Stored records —
************
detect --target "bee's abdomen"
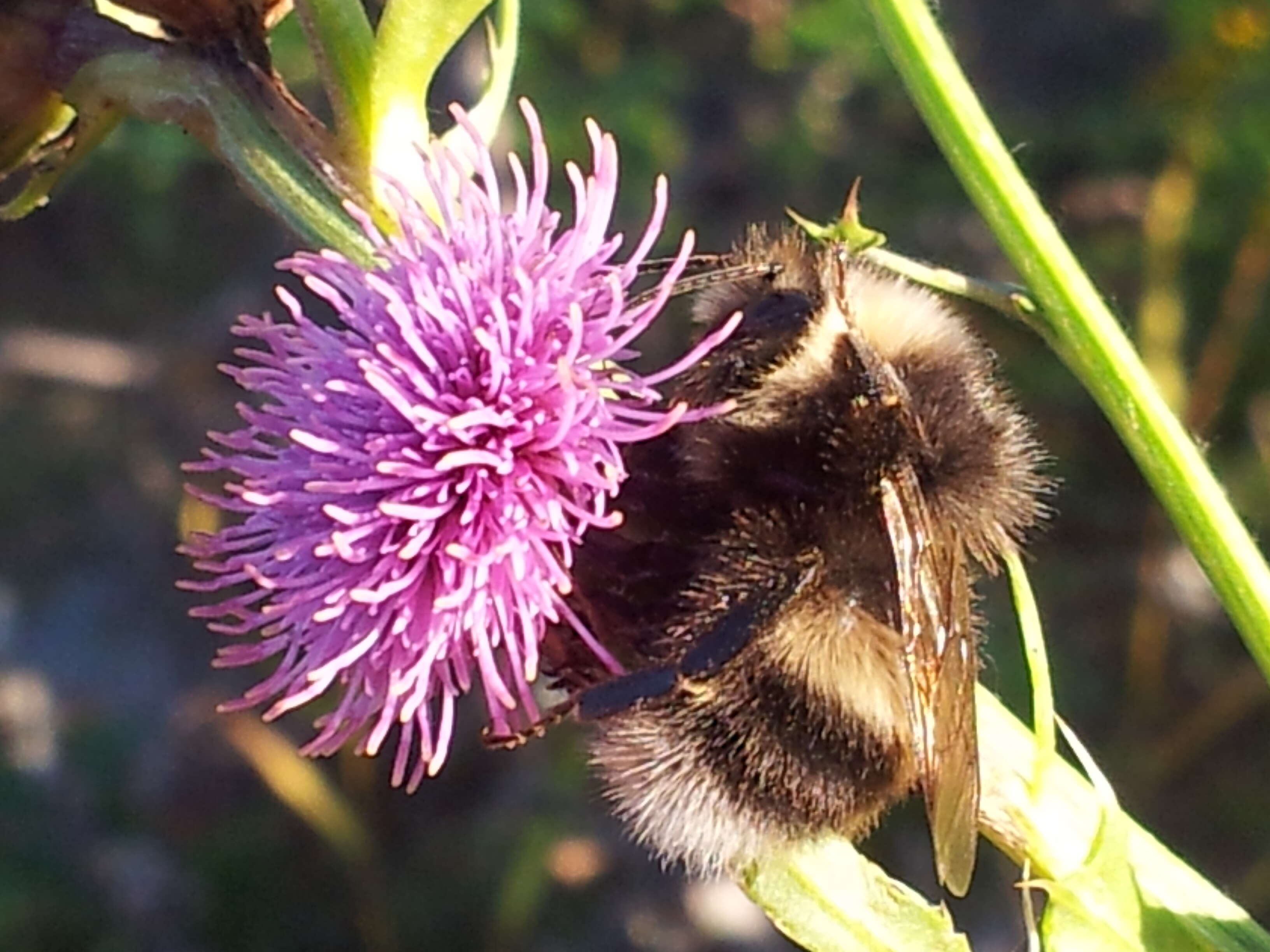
[593,665,914,873]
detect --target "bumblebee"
[485,229,1047,895]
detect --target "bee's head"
[678,226,824,404]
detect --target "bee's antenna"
[635,254,726,274]
[630,255,782,307]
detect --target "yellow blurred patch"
[1213,4,1270,49]
[177,492,221,542]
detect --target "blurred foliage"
[0,0,1270,952]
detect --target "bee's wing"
[881,466,979,896]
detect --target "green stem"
[371,0,489,186]
[1005,548,1055,796]
[296,0,375,177]
[65,43,374,263]
[865,0,1270,678]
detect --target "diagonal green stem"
[296,0,375,175]
[865,0,1270,677]
[371,0,489,184]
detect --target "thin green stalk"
[371,0,489,184]
[296,0,375,175]
[65,44,374,263]
[1006,548,1055,794]
[865,0,1270,678]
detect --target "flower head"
[184,102,734,787]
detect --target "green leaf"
[740,839,970,952]
[975,686,1270,952]
[1034,725,1145,952]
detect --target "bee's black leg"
[578,667,679,721]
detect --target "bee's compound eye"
[740,290,813,338]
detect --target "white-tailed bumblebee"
[485,229,1045,895]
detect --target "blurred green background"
[0,0,1270,952]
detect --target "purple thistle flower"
[183,100,739,789]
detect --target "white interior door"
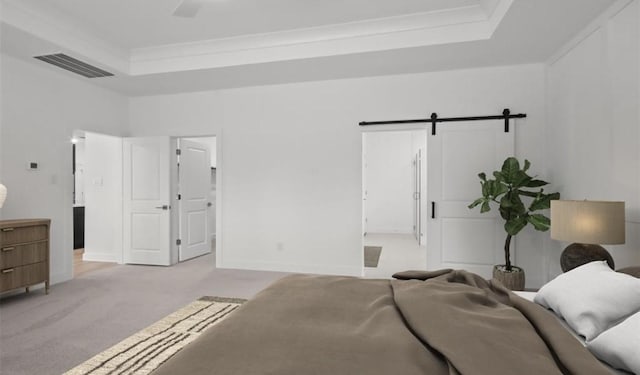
[123,137,171,266]
[178,139,211,262]
[427,120,514,278]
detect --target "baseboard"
[82,250,118,263]
[217,260,363,276]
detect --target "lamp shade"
[0,184,7,208]
[551,200,625,244]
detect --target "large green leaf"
[504,216,527,236]
[518,189,538,198]
[513,171,533,188]
[500,157,520,184]
[492,181,509,198]
[480,180,490,198]
[500,191,527,216]
[529,189,560,211]
[527,214,551,232]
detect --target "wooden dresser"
[0,219,51,294]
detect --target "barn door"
[427,120,514,278]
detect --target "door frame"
[359,123,429,276]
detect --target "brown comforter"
[153,270,609,375]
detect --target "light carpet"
[364,246,382,268]
[65,296,246,375]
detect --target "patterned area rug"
[65,297,246,375]
[364,246,382,268]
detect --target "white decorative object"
[0,184,7,208]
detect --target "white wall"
[364,131,414,233]
[544,1,640,278]
[0,55,128,282]
[83,132,123,263]
[130,65,548,285]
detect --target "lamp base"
[560,243,615,272]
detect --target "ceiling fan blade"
[173,0,206,18]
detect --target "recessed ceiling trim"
[34,53,113,78]
[131,0,512,75]
[0,0,130,73]
[2,0,513,76]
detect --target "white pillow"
[587,312,640,374]
[534,261,640,341]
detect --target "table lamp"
[0,184,7,208]
[551,200,625,272]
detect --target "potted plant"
[469,157,560,290]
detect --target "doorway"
[71,130,119,278]
[177,137,217,262]
[362,129,427,277]
[72,131,220,276]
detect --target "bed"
[153,262,640,375]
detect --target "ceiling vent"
[34,53,113,78]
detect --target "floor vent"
[34,53,113,78]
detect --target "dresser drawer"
[0,262,49,292]
[0,241,48,270]
[0,225,49,247]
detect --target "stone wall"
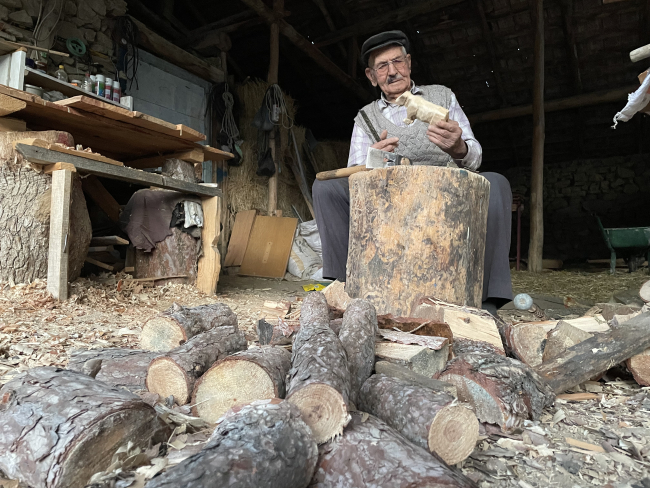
************
What the exercise asks — Return each line of the data that includes the word "flower".

Written solution —
detect --target "flower head"
detect --target "purple thistle flower"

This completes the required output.